[Records of labeled boxes]
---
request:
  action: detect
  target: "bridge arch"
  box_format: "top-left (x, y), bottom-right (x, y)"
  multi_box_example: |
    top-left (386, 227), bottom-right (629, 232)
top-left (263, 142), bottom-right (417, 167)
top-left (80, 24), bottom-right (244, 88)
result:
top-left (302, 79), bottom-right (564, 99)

OBJECTIVE -
Copy out every one of the lines above without changing anything.

OUTPUT BELOW -
---
request:
  action: detect
  target: "bridge arch"
  box_format: "top-left (x, y), bottom-right (x, y)"
  multi_box_example: |
    top-left (386, 227), bottom-right (629, 232)
top-left (263, 142), bottom-right (417, 167)
top-left (80, 24), bottom-right (244, 88)
result:
top-left (302, 79), bottom-right (564, 99)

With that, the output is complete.